EXERCISE 1 ▸
Copy out the passage of the Ultralytics HUB thread between "Please give your" and "time more accurately).", inclusive.
EXERCISE 2 ▸
Extend the Ultralytics HUB thread past its final comment.

TEXT EXCERPT ▸
((
Hey @kumarneeraj2005, great news! 🎉 The HUB has been fully updated with all the latest fixes from https://github.com/ultralytics/ultralytics/pull/10415, thanks to the examples you provided for debugging. 🛠️

Please give your dataset upload and training another go, and don't hesitate to reach out if you encounter any more issues or have suggestions for improvement. Your input is incredibly valuable in enhancing our product. Looking forward to hearing from you! 😊

kumarneeraj2005 commented 1 week ago

@glenn-jocher Thanks, Able to upload dataset. While training on your cloud it showing 116 hours for 64K images, could you please tell me is it normal behaviour ?? Is any way to reduce the training time ? and can we have an option to select better GPU except your T4. image

sergiuwaxmann commented 1 week ago

@kumarneeraj2005 I am glad the upload works. Once again, thank you for bringing this to our attention! The estimated remaining training time is adjusted during training (it takes us a few epochs to calculate remaining time more accurately).

kumarneeraj2005 commented 1 week ago

@sergiuwaxmann @glenn-jocher could you please explain why your system is deducting 2 bills for single model training ??

image
sergiuwaxmann commented 1 week ago

@kumarneeraj2005 It looks like you resumed training. This might be a UI issue (not showing the first training session as completed). I will investigate our system and refund the extra charges if the balance was subtracted two times.
))
DATASET EXTRACT ▸
((
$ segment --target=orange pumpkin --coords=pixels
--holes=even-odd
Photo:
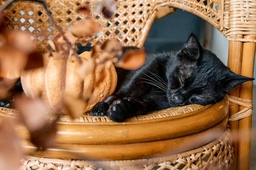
))
EXERCISE RESPONSE 1 ▸
Please give your dataset upload and training another go, and don't hesitate to reach out if you encounter any more issues or have suggestions for improvement. Your input is incredibly valuable in enhancing our product. Looking forward to hearing from you! 😊

kumarneeraj2005 commented 1 week ago

@glenn-jocher Thanks, Able to upload dataset. While training on your cloud it showing 116 hours for 64K images, could you please tell me is it normal behaviour ?? Is any way to reduce the training time ? and can we have an option to select better GPU except your T4. image

sergiuwaxmann commented 1 week ago

@kumarneeraj2005 I am glad the upload works. Once again, thank you for bringing this to our attention! The estimated remaining training time is adjusted during training (it takes us a few epochs to calculate remaining time more accurately).

EXERCISE RESPONSE 2 ▸
glenn-jocher commented 1 week ago

@glenn-jocher Thanks, Able to upload dataset. While training on your cloud it showing 116 hours for 64K images, could you please tell me is it normal behaviour ?? Is any way to reduce the training time ? and can we have an option to select better GPU except your T4. image

@kumarneeraj2005 hi there! About your training time question, yes this is a long time! We are working on supporting newer GPUs soon like NVIDIA L4 GPUs and NVIDIA L40S GPUs from the Ada-Lovelace generation which should be able to complete your training much faster. Hopefully we will have these updates in place over the next few months as we continue to update HUB with the best features and fixes.

kumarneeraj2005 commented 1 week ago

@kumarneeraj2005 It looks like you resumed training. This might be a UI issue (not showing the first training session as completed). I will investigate our system and refund the extra charges if the balance was subtracted two times.

@sergiuwaxmann any update on this ?

sergiuwaxmann commented 1 week ago

@kumarneeraj2005 I replied on the other issue you opened.